◆ SELECTED TEXT ◆
In Britain, five leading groups of experts have issued joint treatment recommendations in patients at risk for heart disease. These recommendations include the initiation of aspirin and antihypertensive therapy when the risk of heart disease is 15 percent over 10 years. The use of statin drugs is also recommended when coronary risk is 15 percent over 10 years.
These and other recommendations depend on an ability to estimate risk in individual patients on a routine basis and to accurately identify the target group of patients with 15 percent risk over 10 years. The Sheffield table, which is based on the Framingham risk function, is one of the tools used to estimate coronary risk for primary prevention.
Wallis and colleagues modified the Sheffield table by basing it on the ratio of total cholesterol to high-density lipoprotein (HDL) cholesterol and age, sex, smoking, diabetes and hypertension (see the accompanying table on page 1146)
. They tested this version of the table in a random sample of 1,000 adults living in Scotland.
The sample was selected to be representative of the Scottish adult population. Risk was assessed for each participant by two physicians. For each participant, the risk of cardiovascular disease was calculated using data from the Framingham studies to provide a gold standard. The accuracy of the Sheffield tables in predicting coronary risk was estimated by comparison with the Framingham estimates.
The study group included 562 (56.2 percent) women, 299 (29.9 percent) smokers and 16 (1.6 percent) patients with diabetes. The mean age was 49 years, mean blood pressure was 132/75 mm Hg and the mean 10-year coronary risk function by Framingham function was 7.2 percent. The Sheffield table had a 97 percent sensitivity and 95 percent specificity for coronary risk of 15 percent or greater over 10 years. Negative tests had a predictive value of 99.5 percent; positive tests had a predictive value of 73 percent. The false-positive results all had risks in the range of 10 to 15 percent.

◆ TASKS FOR THIS EXERCISE ◆
A. From the heart disease risk text, copy the passage between "These and other" and "on page 1146)", inclusive.
B. Write the next part of the heart disease risk text, picking up after its last sentence.
The data that comes next is separate from the heart disease risk text.

◆ RAW DATA ◆

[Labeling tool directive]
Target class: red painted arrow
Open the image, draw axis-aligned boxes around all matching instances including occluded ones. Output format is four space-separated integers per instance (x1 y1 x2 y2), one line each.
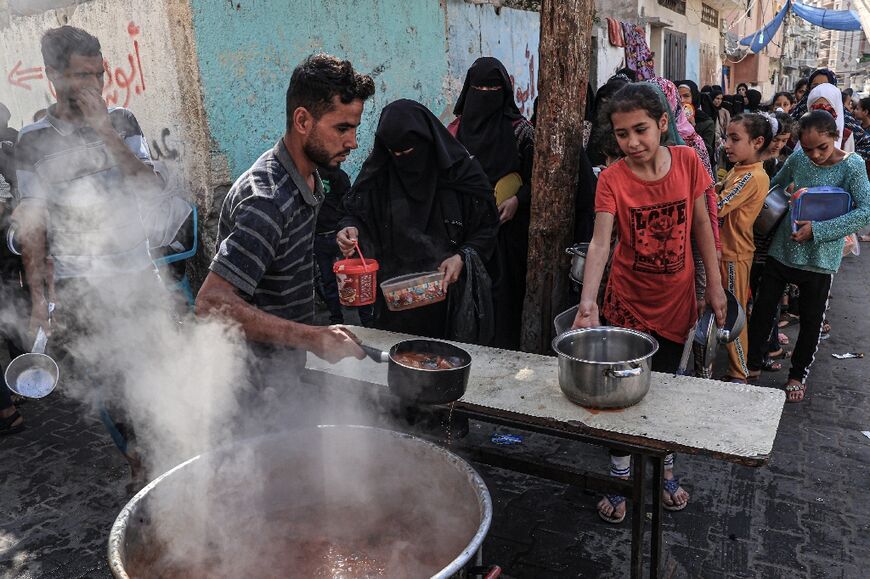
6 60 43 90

--

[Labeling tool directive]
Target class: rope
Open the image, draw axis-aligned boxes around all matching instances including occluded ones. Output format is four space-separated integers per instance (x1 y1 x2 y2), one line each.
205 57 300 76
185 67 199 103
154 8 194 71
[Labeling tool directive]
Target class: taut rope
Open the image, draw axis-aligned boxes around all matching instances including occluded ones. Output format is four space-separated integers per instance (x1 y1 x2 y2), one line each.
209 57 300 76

◆ TASK RESPONSES ◆
A.
These and other recommendations depend on an ability to estimate risk in individual patients on a routine basis and to accurately identify the target group of patients with 15 percent risk over 10 years. The Sheffield table, which is based on the Framingham risk function, is one of the tools used to estimate coronary risk for primary prevention.
Wallis and colleagues modified the Sheffield table by basing it on the ratio of total cholesterol to high-density lipoprotein (HDL) cholesterol and age, sex, smoking, diabetes and hypertension (see the accompanying table on page 1146)

B.
The authors conclude that the simple table correctly identified about 97 percent of patients most likely to benefit from aspirin and statin drugs in primary prevention of coronary disease. While the Sheffield table identified patients who definitely should be offered treatment, the authors point out that it should not be used to deny treatment to people close to treatment thresholds.
editor's note: This article reflects a growing trend in British general practice literature to provide practical advice and tools for practitioners to use in primary prevention of the major causes of morbidity and mortality. This issue of BMJ contains 10 articles on such topics and several examples of charts and techniques to calculate level of risk. The Sheffield tables are easy to use and, as shown by the study, can accurately identify asymptomatic candidates for intervention. Interestingly, the British authors place emphasis on avoiding the expense of unnecessary testing in low-risk patients and identifying the high-risk group. Besides helping to strategize ways to avoid coronary disease, using the tables with patients might also have a powerful educational effect. The “big three”—hypertension, smoking and diabetes—dominate the tables. Patients may quickly appreciate how avoiding or controlling certain risk factors directly and substantially reduces the risk of heart disease.—a.d.w.